◆ Soal
Ganti "Monas" dengan "Monumen Nasional" dalam kesaksian tentang tragedi peringatan Hari Pancasila, lalu tuliskan kembali bagian dari "Setelah sebagian peserta" sampai "di atas truk.".

Kesaksian Korban 

Tragedi Peringatan Hari Pancasila



Oleh Imdadun Rahmat, 

(Aktivis NU, wakil sekretaris ICRP dan Direktur Yayasan PARAS)



Saya datang di sudut tenggara Monas pada jam 12.30. Rombongan yang
hadir bersama saya adalah para Relawan PARAS sebanyak 14 orang (2
perempuan 12 laki-laki) plus 2 orang anak saya (Rausyan, 11 th. dan
Satya 8 th.) dan Khamami Zada (LAKPESDAM NU) yang membawa anaknya, Aria
4 th. Kami datang dengan suasana hati gembira dan penuh semangat karena
kami akan bersama-sama tokoh-tokoh nasional merayakan hari lahir
Pancasila dan menyerukan penghargaan pada kebhinekaan. Saya datang
sebagai anggota panitia sekaligus sebagai koordinator relawan PARAS
yang mendapatkan tugas dari Aliansi untuk mengisi persembahan musik
perdamaian yang akan ditampilkan di sela-sela pidato para tokoh dan
sebelum acara dimulai (menunggu peserta hadir semua). Kami datang
dengan 3 mobil. Semula, mobil-mobil kami parkir di sudut tenggara Monas
sambil menunggu peserta lain yang belum datang. Ketika kami menunggu,
kami bertemu dengan para peserta lain di antaranya sekitar 20 orang dari

 LAKPESDAM NU Society. 



Setelah sebagian peserta telah masuk area Monas, maka kami putuskan
untuk menuju ke sana. Karena ingin cepat-cepat sampai untuk segera
tampil, maka tiga mobil kami bawa masuk ke Monas, dan kami parkir tak
jauh dari mobil Sound System. Maka saya bersama tim musik segera
menurunkan peralatan-peralatan musik dan satu set mini amply dan
kemudian mensetnya serta menghubungkannya dengan soun sistem utama yang
dimuat di atas truk. 



Ketika kami sedang mencek suara gitar, bas, dan mikrofon, korlap saat
itu Saudara Saidiman mempersilahkan para peserta untuk merapat ke sound
komando dan meminta mereka untuk duduk. Para peserta yang sebagian
besar kaum perempuan itupun duduk. Ada sebagian yang masih berjalan
merapat, dan tiba-tiba ada suara gaduh, ”FPI datang”. Saidiman meminta
kepada para hadirin untuk tenang dan jangan terprofokasi. Pada saat
itu, rombongan sekitar 200 an orang FPI semakin mendekat. Suasana makin
tidak tenang, karena FPI meneriakkan suara-suara bernada ancaman.

◆ Data Hasil Ekstraksi
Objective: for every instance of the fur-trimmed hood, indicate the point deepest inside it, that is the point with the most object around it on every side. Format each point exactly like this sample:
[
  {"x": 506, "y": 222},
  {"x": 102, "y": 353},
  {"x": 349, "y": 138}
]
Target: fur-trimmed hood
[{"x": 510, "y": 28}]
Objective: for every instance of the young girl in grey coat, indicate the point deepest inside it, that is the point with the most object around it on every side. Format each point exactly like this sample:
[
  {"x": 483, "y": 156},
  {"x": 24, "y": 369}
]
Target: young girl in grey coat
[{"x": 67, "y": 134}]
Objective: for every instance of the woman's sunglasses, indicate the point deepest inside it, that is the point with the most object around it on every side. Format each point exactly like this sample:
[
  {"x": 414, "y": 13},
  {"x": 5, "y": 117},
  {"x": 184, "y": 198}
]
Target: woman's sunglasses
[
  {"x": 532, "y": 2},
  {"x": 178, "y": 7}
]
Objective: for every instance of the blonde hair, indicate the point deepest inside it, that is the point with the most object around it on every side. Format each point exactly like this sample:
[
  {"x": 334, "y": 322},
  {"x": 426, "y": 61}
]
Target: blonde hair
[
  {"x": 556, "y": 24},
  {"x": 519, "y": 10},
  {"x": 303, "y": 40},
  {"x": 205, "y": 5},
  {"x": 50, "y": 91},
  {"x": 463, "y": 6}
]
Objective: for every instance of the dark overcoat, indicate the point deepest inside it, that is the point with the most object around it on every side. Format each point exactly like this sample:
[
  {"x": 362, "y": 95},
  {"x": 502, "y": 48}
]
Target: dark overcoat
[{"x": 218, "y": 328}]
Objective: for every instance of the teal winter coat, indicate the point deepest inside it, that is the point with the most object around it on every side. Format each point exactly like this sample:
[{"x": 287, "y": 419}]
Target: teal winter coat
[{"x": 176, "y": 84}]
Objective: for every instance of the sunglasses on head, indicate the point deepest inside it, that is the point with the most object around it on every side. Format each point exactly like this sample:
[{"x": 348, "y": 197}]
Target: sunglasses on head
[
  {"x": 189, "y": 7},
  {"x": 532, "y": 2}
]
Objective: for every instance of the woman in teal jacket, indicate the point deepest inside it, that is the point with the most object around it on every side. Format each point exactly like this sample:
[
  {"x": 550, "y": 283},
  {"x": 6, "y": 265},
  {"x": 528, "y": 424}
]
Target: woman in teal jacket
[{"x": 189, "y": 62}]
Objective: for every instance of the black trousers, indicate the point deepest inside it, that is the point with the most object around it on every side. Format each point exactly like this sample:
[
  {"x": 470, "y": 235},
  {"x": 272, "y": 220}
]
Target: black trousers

◆ Jawaban
Setelah sebagian peserta telah masuk area Monumen Nasional, maka kami putuskan
untuk menuju ke sana. Karena ingin cepat-cepat sampai untuk segera
tampil, maka tiga mobil kami bawa masuk ke Monumen Nasional, dan kami parkir tak
jauh dari mobil Sound System. Maka saya bersama tim musik segera
menurunkan peralatan-peralatan musik dan satu set mini amply dan
kemudian mensetnya serta menghubungkannya dengan soun sistem utama yang
dimuat di atas truk.